The problem: In the answer, each line of the listing should appear again unchanged.

Data for this task:
.....

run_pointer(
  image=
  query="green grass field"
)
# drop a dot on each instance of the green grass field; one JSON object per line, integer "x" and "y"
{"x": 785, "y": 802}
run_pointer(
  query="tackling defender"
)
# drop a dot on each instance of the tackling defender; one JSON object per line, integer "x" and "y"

.....

Answer:
run_pointer(
  image=
  query="green grass field"
)
# drop a dot on each instance of the green grass field; one JSON object per line, integer "x" and "y"
{"x": 785, "y": 802}
run_pointer(
  query="tackling defender"
)
# drop a dot on each instance of the tackling defender; one JSON object per line, integer "x" and "y"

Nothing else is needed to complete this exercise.